══ Page excerpt

Gepubliceerd op 8 december 2022
Does the movement of a landslide change when a city is built on it? New research published in Nature Geoscience shows how more than 70 years of urban growth have disturbed the displacements of a large and now densely-inhabited landslide in the city of Bukavu, in eastern DR Congo. This is what researchers from the Royal Museum for Central Africa, in collaboration with partners from Africa, North America and Europe established from an analysis of hundreds of satellite images combined with historical photographs dating back to 1940’s.
Urbanization and natural hazards
Human activities are transforming landscapes at rates and scales unprecedented in history. These changes are particularly drastic in economically developing countries of the tropics, where major demographic and economic shifts are driving unparalleled rates of urbanisation. In many regions of Africa and Asia for instance, young urban centres are expanding in a rather informal way, often overlooking natural constraints from the environment, and ultimately drastically increasing the population exposed to natural hazards.

════
══ Information provided

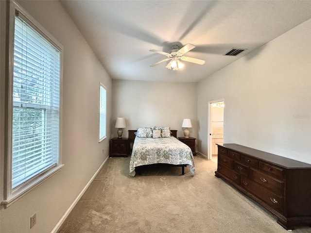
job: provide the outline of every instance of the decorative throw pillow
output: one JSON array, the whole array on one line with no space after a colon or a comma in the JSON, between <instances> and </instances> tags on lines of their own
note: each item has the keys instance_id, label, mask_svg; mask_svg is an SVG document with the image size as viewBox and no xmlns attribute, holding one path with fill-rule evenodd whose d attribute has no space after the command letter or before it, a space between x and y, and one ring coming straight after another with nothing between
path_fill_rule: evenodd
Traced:
<instances>
[{"instance_id":1,"label":"decorative throw pillow","mask_svg":"<svg viewBox=\"0 0 311 233\"><path fill-rule=\"evenodd\" d=\"M152 137L152 130L150 127L138 128L136 136L138 137Z\"/></svg>"},{"instance_id":2,"label":"decorative throw pillow","mask_svg":"<svg viewBox=\"0 0 311 233\"><path fill-rule=\"evenodd\" d=\"M154 130L152 131L152 137L158 138L161 137L161 130Z\"/></svg>"},{"instance_id":3,"label":"decorative throw pillow","mask_svg":"<svg viewBox=\"0 0 311 233\"><path fill-rule=\"evenodd\" d=\"M161 127L161 132L162 137L170 137L171 136L170 127Z\"/></svg>"}]
</instances>

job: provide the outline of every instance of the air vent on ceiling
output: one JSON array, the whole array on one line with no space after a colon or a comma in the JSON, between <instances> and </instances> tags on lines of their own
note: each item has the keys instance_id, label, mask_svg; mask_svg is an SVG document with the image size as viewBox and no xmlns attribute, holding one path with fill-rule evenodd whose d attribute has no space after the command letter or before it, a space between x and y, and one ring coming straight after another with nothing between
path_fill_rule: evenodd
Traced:
<instances>
[{"instance_id":1,"label":"air vent on ceiling","mask_svg":"<svg viewBox=\"0 0 311 233\"><path fill-rule=\"evenodd\" d=\"M230 51L226 52L224 55L227 56L236 56L245 50L246 50L246 49L235 49L233 48Z\"/></svg>"}]
</instances>

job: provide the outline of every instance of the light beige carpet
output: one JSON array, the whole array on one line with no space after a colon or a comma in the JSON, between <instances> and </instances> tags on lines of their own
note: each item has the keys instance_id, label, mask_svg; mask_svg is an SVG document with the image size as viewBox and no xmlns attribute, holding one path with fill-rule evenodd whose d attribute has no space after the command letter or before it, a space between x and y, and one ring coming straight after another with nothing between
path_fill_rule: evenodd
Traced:
<instances>
[{"instance_id":1,"label":"light beige carpet","mask_svg":"<svg viewBox=\"0 0 311 233\"><path fill-rule=\"evenodd\" d=\"M59 233L288 232L269 213L214 176L217 164L195 157L189 166L128 176L130 158L108 159ZM295 233L311 233L308 226Z\"/></svg>"}]
</instances>

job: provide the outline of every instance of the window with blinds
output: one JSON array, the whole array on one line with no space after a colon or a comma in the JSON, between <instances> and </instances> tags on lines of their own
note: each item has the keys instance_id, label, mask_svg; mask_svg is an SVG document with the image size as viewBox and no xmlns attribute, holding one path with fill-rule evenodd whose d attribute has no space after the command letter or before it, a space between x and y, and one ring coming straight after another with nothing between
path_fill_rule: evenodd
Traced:
<instances>
[{"instance_id":1,"label":"window with blinds","mask_svg":"<svg viewBox=\"0 0 311 233\"><path fill-rule=\"evenodd\" d=\"M60 52L15 17L12 189L57 165Z\"/></svg>"},{"instance_id":2,"label":"window with blinds","mask_svg":"<svg viewBox=\"0 0 311 233\"><path fill-rule=\"evenodd\" d=\"M101 141L106 136L106 88L102 84L100 86L99 103L99 140Z\"/></svg>"}]
</instances>

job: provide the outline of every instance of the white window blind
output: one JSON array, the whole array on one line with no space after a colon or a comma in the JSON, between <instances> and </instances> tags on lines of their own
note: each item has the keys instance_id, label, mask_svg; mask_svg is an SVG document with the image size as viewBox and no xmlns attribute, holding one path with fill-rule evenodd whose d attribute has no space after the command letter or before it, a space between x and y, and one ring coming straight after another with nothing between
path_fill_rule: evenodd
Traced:
<instances>
[{"instance_id":1,"label":"white window blind","mask_svg":"<svg viewBox=\"0 0 311 233\"><path fill-rule=\"evenodd\" d=\"M56 166L59 158L60 52L15 17L12 188Z\"/></svg>"},{"instance_id":2,"label":"white window blind","mask_svg":"<svg viewBox=\"0 0 311 233\"><path fill-rule=\"evenodd\" d=\"M102 84L100 87L99 139L106 136L106 89Z\"/></svg>"}]
</instances>

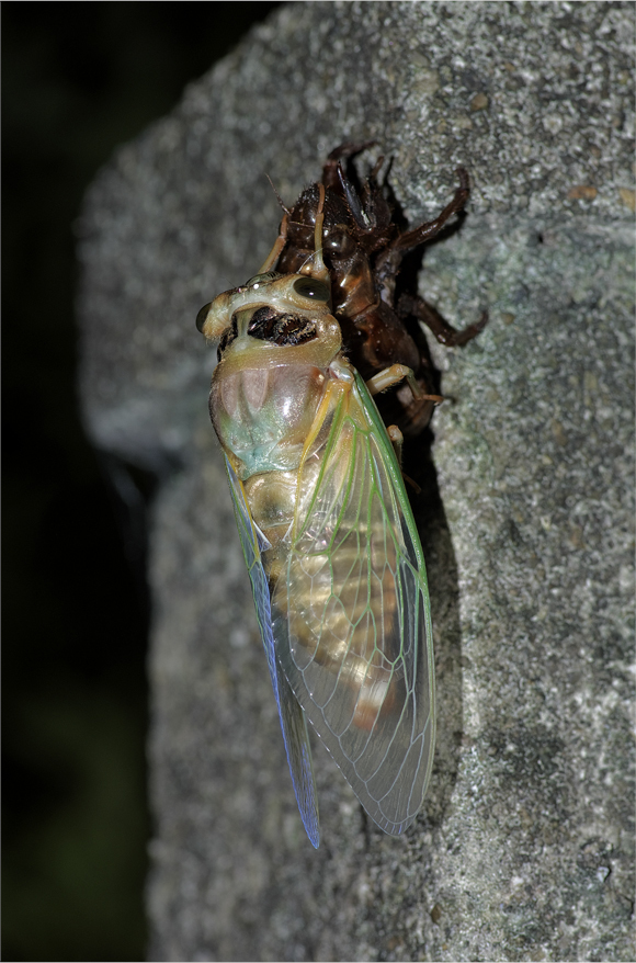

════

What is required:
Can you copy the part of the Bukavu landslide article that begins at the words "Gepubliceerd op 8" and stops after "back to 1940’s."?

The reply:
Gepubliceerd op 8 december 2022
Does the movement of a landslide change when a city is built on it? New research published in Nature Geoscience shows how more than 70 years of urban growth have disturbed the displacements of a large and now densely-inhabited landslide in the city of Bukavu, in eastern DR Congo. This is what researchers from the Royal Museum for Central Africa, in collaboration with partners from Africa, North America and Europe established from an analysis of hundreds of satellite images combined with historical photographs dating back to 1940’s.